Raw records:
+ + + +

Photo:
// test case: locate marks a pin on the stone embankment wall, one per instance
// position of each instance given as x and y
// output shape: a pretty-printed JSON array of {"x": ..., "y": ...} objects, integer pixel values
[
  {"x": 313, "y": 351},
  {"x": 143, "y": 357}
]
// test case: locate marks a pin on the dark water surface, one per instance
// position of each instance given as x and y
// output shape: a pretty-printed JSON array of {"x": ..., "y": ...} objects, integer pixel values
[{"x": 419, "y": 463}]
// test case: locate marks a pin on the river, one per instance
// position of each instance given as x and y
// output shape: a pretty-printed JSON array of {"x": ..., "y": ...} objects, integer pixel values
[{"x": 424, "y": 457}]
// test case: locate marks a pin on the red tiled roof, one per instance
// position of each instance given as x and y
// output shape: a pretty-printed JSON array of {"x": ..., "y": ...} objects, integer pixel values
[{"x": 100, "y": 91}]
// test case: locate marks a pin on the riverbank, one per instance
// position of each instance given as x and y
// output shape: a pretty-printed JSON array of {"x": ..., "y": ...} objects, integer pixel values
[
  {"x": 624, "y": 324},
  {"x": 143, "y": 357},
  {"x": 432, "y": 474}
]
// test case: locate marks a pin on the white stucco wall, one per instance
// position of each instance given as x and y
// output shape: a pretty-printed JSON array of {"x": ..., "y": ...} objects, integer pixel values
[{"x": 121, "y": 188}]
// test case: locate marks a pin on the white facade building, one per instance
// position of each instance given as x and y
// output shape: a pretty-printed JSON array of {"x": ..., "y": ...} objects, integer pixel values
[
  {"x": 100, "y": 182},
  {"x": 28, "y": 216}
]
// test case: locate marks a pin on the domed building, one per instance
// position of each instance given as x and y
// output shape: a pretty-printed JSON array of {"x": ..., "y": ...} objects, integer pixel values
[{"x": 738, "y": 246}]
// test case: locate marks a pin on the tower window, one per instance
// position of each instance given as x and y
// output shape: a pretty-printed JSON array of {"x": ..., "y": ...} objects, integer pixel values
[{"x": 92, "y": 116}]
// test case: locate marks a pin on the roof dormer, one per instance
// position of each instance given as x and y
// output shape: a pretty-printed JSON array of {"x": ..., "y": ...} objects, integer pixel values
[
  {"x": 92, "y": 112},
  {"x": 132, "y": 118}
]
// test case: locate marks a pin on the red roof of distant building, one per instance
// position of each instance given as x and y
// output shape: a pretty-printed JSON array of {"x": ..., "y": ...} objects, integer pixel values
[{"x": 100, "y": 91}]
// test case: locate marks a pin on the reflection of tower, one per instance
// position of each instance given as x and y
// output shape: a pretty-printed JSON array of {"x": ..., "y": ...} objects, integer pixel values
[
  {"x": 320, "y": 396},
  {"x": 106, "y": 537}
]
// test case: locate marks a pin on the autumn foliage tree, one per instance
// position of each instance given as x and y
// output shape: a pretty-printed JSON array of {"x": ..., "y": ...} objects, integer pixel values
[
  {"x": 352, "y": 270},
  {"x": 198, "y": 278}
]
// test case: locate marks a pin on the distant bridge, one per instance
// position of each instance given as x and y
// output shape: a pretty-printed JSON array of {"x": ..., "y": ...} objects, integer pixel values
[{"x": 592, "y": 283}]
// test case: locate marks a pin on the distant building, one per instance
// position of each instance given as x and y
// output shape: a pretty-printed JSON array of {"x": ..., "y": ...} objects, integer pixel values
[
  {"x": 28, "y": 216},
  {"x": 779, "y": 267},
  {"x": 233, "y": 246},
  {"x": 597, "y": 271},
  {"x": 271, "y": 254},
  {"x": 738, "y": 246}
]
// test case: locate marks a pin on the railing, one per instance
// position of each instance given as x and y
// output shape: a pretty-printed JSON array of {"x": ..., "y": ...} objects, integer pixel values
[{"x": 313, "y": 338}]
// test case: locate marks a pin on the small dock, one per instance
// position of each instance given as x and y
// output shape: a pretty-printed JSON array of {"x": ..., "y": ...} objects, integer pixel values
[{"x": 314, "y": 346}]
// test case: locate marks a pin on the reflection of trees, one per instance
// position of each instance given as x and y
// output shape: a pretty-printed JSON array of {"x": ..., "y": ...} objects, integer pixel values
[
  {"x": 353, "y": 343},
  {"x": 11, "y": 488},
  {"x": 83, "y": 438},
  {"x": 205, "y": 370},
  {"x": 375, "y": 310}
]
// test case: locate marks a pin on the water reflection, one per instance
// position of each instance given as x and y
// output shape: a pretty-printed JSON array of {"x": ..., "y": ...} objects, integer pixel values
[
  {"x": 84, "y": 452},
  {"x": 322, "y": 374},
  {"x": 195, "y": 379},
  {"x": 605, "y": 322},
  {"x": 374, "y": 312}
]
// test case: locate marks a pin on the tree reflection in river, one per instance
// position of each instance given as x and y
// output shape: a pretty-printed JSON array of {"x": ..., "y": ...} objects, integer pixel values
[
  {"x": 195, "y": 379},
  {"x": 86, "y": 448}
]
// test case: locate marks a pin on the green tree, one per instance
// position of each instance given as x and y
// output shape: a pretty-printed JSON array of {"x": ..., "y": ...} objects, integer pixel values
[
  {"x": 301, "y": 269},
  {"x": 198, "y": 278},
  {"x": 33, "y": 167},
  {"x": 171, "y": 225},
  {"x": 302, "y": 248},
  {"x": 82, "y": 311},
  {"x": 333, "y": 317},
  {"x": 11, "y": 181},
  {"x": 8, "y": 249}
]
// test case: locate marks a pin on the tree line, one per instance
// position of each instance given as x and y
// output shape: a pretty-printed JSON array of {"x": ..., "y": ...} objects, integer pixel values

+ + + +

◆ **TASK DETAILS**:
Can you reproduce all of the data above, line for line, with no changes?

◆ **RIGHT ANSWER**:
Photo:
// test case: locate marks a pin on the stone embankment wall, one per instance
// position of each instance given as x and y
// output shape: a pretty-printed JSON array of {"x": ..., "y": ...} objects, integer pixel values
[
  {"x": 313, "y": 351},
  {"x": 143, "y": 357}
]
// test case: locate marks a pin on the dark water surface, one per instance
// position of each instance given as x and y
// output shape: a pretty-printed JSON array of {"x": ..., "y": ...} objects, integer pixel values
[{"x": 419, "y": 463}]
// test case: locate marks a pin on the river, one per instance
// position of each instance given as x and y
// output shape: a pretty-printed JSON array of {"x": ..., "y": ...} objects, integer pixel values
[{"x": 424, "y": 457}]
// test case: locate marks a pin on the red tiled roof, one per instance
// position of each instance given as x and y
// output shape: a pretty-printed JSON array of {"x": ..., "y": ...} objects, integer pixel values
[{"x": 100, "y": 91}]
// test case: locate marks a pin on the riverbank, one per instance
// position of each instance given as x and y
// output shape: a pretty-printed JSON array of {"x": ..., "y": ...} objects, integer pixel values
[
  {"x": 624, "y": 324},
  {"x": 143, "y": 357},
  {"x": 432, "y": 474}
]
// test case: locate marks a pin on the white stucco wall, one per instance
// position of each instance given as x and y
// output shape: a pretty-printed JSON array of {"x": ..., "y": ...} objects, integer pixel values
[{"x": 121, "y": 188}]
// test case: locate marks a pin on the white facade building, one per instance
// position of each instance given as x and y
// output shape: a pretty-printed JSON array of {"x": ..., "y": ...} objects, integer pixel values
[
  {"x": 100, "y": 182},
  {"x": 28, "y": 216}
]
// test case: locate marks a pin on the domed building, one per instance
// position of each instance given as x and y
// output shape: a pretty-printed JSON array of {"x": ..., "y": ...} objects, integer pixel values
[{"x": 738, "y": 246}]
// test case: locate marks a pin on the tower window, one per instance
// position of each instance given as x and y
// output shape: a pretty-printed JSON array of {"x": ..., "y": ...} objects, integer pixel values
[{"x": 92, "y": 116}]
// test case: locate marks a pin on the roof dormer, one per instance
// position of each instance given as x and y
// output shape: a pretty-printed JSON array of {"x": ..., "y": ...} objects, integer pixel values
[
  {"x": 92, "y": 112},
  {"x": 132, "y": 118}
]
// test case: locate marks a pin on the red roof of distant building, one per instance
// position of each instance given as x and y
// output shape: a pretty-printed JSON array of {"x": ..., "y": ...} objects, integer pixel values
[{"x": 100, "y": 91}]
// test case: locate marks a pin on the reflection of tower, one per instance
// position of each instance given as x and y
// output shape: a pretty-printed JSON array of {"x": ..., "y": ...} objects, integer pixel values
[
  {"x": 320, "y": 396},
  {"x": 106, "y": 537}
]
// test case: locate marks a pin on the autumn foliage tree, one per instance
// position of each instance given as x and y
// output shape: a pretty-printed JSON array of {"x": ..., "y": ...} objects, integer pixel values
[
  {"x": 352, "y": 270},
  {"x": 198, "y": 278}
]
// test case: locate marks a pin on the distant bridge, one per instance
// position of each instance given as x and y
// output shape: a pretty-printed JSON array of {"x": ..., "y": ...} objects, integer pixel values
[{"x": 592, "y": 283}]
// test case: locate marks a pin on the distant building, one per instance
// position of each instance given as x and y
// output shape: a pretty-printed JSON array of {"x": ..., "y": ...} objects, integer pixel values
[
  {"x": 28, "y": 216},
  {"x": 779, "y": 267},
  {"x": 233, "y": 246},
  {"x": 597, "y": 271},
  {"x": 271, "y": 254},
  {"x": 738, "y": 246}
]
// test case: locate marks a pin on the railing, one per instance
// position of each instance given as x and y
// output shape: a pretty-printed JSON array of {"x": ..., "y": ...} objects, integer pixel values
[{"x": 313, "y": 338}]
// test case: locate marks a pin on the small dock, one per instance
// position of each instance given as x and y
// output shape: a pretty-printed JSON array of {"x": ..., "y": ...} objects, integer pixel values
[{"x": 314, "y": 346}]
// test case: locate marks a pin on the reflection of trees, one per instance
// position of each instance given as x and y
// output shape: a pretty-printed JSON array of {"x": ..., "y": ...} objects, integer pixel values
[
  {"x": 353, "y": 343},
  {"x": 11, "y": 488},
  {"x": 83, "y": 438},
  {"x": 205, "y": 370},
  {"x": 375, "y": 310}
]
// test case: locate marks a pin on the water reflection, one per instance
// position of each instance given as x and y
// output shape: a pretty-printed JSON array of {"x": ..., "y": ...} objects, integer pixel values
[
  {"x": 84, "y": 452},
  {"x": 322, "y": 374},
  {"x": 195, "y": 379},
  {"x": 605, "y": 322},
  {"x": 374, "y": 312}
]
// test case: locate marks a pin on the tree reflection in river, one per instance
// position of each instance given as x and y
// output shape: a pretty-printed JSON array of {"x": ..., "y": ...} objects, integer pixel values
[
  {"x": 195, "y": 379},
  {"x": 86, "y": 448}
]
// test case: locate marks a pin on the green tree, one per instance
// position of each instance given as x and y
// output shape: a pretty-printed JSON array of {"x": ..., "y": ...} objects, integer pixel values
[
  {"x": 301, "y": 269},
  {"x": 198, "y": 278},
  {"x": 33, "y": 167},
  {"x": 171, "y": 225},
  {"x": 302, "y": 248},
  {"x": 82, "y": 311},
  {"x": 333, "y": 317},
  {"x": 11, "y": 181},
  {"x": 8, "y": 249}
]
// test case: locate marks a pin on the tree line, one per instance
// position of each instance given as x and y
// output shape: a pretty-printed JSON array of {"x": ..., "y": ...} objects, integer pixel values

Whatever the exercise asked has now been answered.